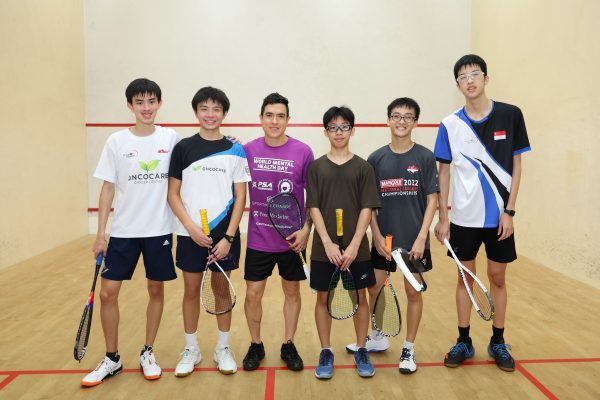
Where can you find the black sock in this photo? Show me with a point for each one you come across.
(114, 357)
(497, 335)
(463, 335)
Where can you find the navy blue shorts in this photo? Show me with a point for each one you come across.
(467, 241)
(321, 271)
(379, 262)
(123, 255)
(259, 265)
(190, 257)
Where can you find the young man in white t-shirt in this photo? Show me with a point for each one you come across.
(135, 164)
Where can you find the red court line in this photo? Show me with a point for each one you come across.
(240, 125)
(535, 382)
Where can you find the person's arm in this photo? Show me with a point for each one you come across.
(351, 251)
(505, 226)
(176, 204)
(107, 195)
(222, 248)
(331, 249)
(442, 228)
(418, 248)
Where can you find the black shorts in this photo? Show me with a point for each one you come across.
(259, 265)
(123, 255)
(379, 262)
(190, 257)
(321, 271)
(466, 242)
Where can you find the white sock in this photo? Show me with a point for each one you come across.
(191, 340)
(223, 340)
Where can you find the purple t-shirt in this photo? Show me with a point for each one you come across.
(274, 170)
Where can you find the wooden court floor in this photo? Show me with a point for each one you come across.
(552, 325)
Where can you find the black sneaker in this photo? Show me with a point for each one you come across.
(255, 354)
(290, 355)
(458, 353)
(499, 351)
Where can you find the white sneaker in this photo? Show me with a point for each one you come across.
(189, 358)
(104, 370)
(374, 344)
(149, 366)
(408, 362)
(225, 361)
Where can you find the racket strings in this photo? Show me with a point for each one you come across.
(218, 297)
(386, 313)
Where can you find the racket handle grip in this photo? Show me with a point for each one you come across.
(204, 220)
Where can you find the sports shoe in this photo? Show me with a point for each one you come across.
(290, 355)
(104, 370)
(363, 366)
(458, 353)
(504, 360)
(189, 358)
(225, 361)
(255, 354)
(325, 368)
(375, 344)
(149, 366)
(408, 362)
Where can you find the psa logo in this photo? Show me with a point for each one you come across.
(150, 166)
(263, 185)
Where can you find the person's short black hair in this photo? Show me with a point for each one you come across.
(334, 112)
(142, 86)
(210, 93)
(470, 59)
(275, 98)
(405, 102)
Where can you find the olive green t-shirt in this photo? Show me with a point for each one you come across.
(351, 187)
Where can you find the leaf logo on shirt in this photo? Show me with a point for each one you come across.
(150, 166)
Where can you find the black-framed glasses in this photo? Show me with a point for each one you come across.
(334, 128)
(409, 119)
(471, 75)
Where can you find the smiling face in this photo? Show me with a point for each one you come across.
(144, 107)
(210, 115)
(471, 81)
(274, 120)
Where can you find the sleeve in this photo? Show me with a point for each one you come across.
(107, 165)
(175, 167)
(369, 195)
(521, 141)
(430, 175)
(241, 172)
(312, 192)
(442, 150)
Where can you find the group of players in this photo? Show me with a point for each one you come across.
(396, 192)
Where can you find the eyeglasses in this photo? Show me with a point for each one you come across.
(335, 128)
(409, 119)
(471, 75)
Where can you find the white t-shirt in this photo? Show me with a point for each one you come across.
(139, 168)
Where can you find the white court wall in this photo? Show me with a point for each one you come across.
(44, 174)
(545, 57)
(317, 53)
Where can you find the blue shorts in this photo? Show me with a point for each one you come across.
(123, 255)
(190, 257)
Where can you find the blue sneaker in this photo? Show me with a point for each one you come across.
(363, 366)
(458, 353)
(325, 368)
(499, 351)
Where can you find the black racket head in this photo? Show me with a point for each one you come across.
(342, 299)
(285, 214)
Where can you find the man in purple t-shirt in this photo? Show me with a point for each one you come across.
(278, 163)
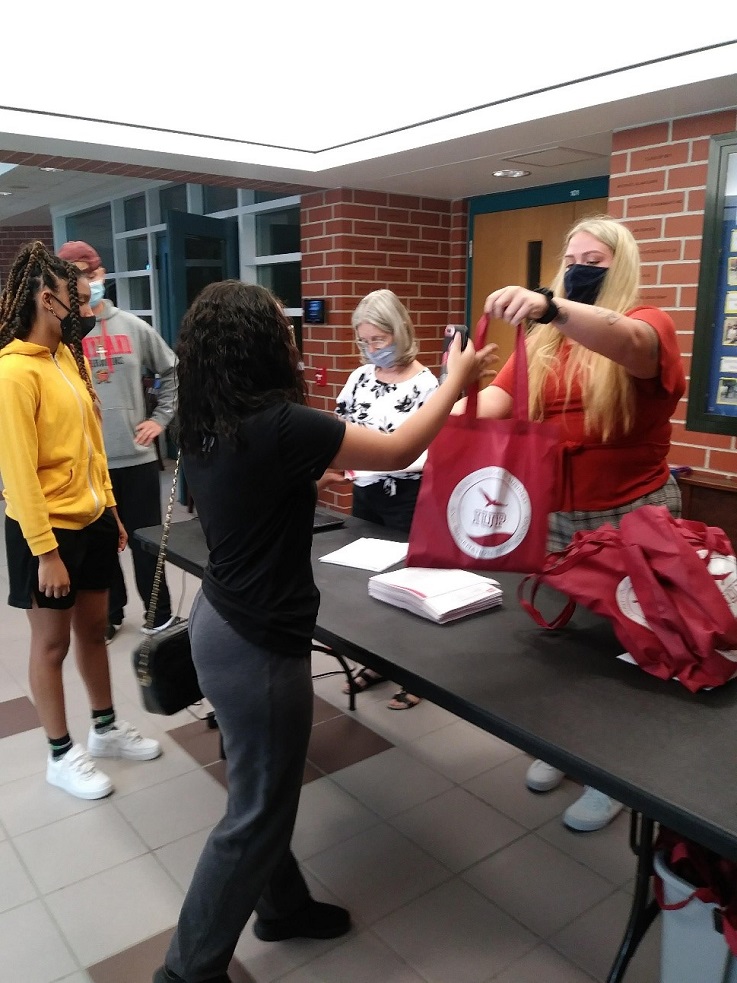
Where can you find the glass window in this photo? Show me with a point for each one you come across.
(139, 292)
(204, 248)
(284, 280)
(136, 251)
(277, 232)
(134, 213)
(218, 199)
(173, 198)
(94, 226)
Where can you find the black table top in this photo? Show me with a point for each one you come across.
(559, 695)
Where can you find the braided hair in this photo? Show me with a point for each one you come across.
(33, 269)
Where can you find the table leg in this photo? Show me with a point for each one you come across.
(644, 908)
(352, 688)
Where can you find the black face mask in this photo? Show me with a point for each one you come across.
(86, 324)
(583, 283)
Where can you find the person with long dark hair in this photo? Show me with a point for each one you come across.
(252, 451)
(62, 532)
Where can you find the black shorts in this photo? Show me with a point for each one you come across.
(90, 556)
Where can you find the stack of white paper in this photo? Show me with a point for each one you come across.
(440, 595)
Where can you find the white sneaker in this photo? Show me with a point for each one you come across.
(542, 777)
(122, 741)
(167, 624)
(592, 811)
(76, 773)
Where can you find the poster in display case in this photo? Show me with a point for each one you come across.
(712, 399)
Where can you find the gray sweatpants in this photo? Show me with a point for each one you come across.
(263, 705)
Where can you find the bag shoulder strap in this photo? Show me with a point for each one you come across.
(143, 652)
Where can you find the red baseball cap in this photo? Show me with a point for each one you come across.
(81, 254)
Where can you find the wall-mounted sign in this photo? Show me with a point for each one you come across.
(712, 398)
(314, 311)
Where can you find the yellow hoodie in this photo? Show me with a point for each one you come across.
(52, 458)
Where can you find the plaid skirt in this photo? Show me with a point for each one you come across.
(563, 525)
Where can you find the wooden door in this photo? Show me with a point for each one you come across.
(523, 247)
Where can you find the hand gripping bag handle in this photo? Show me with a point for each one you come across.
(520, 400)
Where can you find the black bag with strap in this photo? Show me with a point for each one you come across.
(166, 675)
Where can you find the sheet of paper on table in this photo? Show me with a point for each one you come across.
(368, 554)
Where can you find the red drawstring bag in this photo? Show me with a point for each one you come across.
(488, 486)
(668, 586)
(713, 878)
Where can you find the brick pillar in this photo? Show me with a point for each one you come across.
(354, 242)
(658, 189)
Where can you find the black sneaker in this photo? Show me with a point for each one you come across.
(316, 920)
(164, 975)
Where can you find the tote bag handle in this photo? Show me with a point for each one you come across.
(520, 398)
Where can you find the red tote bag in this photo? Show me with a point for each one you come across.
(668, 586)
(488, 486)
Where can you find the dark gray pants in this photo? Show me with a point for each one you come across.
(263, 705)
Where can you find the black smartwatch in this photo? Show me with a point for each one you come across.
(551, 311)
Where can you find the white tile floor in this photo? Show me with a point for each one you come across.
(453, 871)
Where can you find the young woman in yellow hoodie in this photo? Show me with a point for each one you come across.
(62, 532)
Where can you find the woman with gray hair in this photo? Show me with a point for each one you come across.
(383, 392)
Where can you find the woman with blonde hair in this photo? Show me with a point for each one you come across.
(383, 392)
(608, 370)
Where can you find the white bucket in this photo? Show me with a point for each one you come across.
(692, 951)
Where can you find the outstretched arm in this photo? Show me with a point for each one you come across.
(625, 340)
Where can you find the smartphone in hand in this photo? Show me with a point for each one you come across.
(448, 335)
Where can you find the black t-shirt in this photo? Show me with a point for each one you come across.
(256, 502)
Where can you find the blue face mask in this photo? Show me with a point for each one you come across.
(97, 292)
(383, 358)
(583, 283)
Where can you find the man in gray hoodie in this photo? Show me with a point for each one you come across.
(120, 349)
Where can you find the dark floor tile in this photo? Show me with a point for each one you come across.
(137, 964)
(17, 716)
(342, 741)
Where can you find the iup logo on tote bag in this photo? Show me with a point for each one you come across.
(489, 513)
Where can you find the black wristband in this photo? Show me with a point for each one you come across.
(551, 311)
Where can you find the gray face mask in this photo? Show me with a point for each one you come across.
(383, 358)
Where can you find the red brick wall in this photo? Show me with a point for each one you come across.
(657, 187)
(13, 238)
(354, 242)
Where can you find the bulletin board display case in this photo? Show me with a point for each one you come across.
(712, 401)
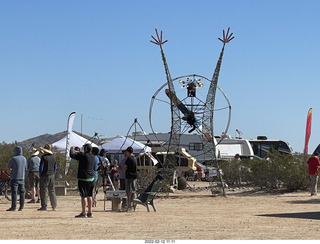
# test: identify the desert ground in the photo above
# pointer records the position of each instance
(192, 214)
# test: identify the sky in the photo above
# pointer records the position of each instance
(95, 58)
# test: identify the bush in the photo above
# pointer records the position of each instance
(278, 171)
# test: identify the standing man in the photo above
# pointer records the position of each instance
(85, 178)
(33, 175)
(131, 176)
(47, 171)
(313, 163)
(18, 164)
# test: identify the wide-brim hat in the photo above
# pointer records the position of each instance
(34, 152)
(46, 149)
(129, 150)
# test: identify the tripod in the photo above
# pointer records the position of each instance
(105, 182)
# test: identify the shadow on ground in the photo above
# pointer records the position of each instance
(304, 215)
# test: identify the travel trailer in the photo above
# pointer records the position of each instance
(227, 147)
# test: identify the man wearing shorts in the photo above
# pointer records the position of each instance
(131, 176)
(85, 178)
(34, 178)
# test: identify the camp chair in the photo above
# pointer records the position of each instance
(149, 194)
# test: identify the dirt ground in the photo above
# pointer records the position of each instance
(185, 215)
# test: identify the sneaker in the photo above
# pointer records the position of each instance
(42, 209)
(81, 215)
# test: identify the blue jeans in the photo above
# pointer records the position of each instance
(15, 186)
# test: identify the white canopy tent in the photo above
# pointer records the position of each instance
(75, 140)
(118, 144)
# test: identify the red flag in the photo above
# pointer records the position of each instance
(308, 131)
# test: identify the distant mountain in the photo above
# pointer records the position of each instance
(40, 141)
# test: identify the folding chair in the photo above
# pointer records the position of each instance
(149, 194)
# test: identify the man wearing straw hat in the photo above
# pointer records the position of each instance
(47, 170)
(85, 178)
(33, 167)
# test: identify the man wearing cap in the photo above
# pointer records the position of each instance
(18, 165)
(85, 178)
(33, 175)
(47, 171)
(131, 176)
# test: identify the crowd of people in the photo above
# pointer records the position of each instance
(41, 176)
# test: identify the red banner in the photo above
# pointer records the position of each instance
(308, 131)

* * * * * * *

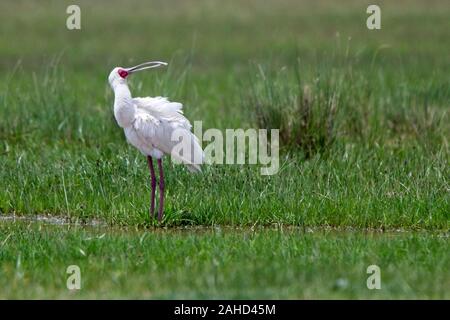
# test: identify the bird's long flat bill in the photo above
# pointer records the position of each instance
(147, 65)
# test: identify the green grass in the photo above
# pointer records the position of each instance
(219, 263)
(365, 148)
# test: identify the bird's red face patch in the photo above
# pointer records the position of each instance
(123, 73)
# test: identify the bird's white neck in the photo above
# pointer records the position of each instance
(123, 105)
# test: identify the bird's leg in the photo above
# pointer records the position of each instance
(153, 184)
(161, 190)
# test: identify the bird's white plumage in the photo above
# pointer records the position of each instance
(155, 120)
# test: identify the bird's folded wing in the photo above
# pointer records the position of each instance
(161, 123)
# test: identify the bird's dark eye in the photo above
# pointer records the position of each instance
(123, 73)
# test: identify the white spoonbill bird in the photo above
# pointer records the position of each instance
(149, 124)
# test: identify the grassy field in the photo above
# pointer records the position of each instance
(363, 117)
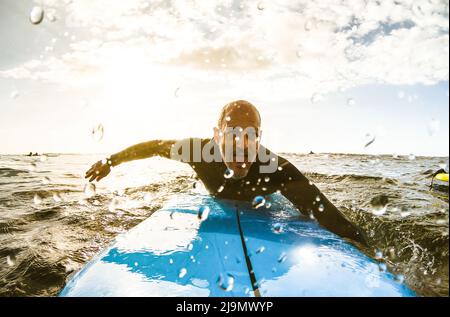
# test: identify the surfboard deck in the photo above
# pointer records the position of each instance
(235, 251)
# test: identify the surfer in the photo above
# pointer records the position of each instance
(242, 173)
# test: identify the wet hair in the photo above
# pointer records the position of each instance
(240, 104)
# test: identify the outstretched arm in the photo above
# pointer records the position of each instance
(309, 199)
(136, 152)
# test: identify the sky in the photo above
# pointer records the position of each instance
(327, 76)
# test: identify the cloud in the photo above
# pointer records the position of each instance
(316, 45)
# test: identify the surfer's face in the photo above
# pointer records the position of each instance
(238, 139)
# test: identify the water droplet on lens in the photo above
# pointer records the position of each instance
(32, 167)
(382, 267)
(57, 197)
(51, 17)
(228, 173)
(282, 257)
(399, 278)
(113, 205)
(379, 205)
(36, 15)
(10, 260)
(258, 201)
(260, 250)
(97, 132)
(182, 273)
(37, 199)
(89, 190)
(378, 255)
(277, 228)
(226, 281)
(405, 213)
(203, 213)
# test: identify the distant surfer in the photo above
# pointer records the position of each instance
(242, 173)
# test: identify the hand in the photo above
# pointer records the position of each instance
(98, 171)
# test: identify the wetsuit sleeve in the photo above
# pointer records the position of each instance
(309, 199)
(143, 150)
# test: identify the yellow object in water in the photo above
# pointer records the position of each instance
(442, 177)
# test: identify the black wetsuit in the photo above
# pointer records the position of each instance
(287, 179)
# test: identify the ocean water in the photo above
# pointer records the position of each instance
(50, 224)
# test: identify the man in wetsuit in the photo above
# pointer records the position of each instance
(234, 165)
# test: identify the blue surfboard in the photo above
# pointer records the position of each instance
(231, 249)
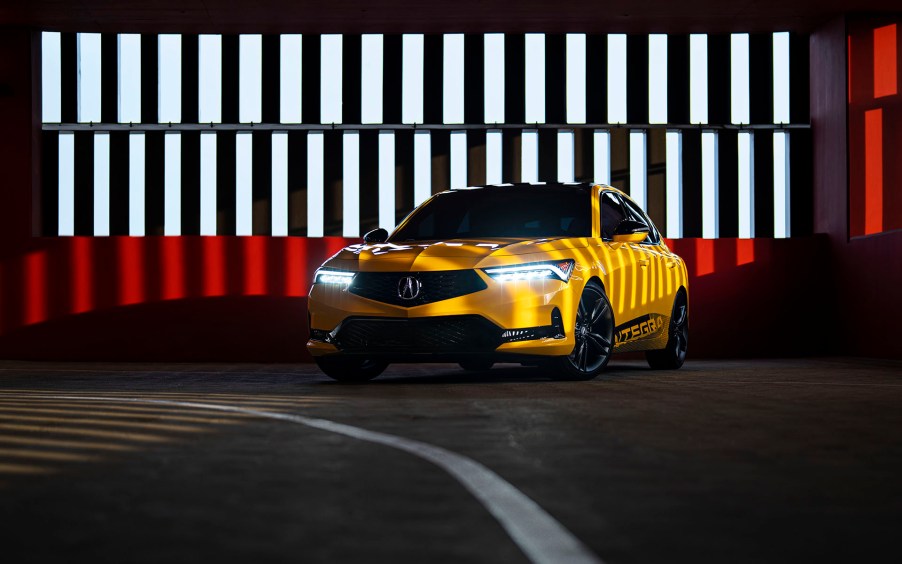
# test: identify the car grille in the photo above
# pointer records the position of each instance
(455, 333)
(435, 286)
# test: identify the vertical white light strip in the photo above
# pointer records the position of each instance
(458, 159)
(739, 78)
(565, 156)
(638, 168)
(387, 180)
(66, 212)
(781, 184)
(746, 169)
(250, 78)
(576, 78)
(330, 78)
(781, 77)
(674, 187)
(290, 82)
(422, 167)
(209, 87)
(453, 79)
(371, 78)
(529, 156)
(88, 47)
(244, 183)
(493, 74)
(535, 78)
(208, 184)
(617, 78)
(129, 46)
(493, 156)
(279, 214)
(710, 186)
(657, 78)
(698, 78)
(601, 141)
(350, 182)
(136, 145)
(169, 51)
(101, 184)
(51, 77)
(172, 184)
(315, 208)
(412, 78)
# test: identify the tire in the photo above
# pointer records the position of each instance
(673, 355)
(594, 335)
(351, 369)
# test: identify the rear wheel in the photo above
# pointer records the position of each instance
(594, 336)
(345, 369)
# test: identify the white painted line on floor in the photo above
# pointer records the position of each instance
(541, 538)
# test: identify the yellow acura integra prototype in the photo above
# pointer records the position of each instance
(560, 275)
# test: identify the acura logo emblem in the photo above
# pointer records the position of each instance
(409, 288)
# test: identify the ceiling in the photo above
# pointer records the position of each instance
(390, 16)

* * * * * * *

TASK INSTRUCTIONS ▸ Copy each line of the listing that contains the string "surfboard".

RESPONSE ▸
# test: identify the surfboard deck in the photo above
# test: identify the blue surfboard in the photo above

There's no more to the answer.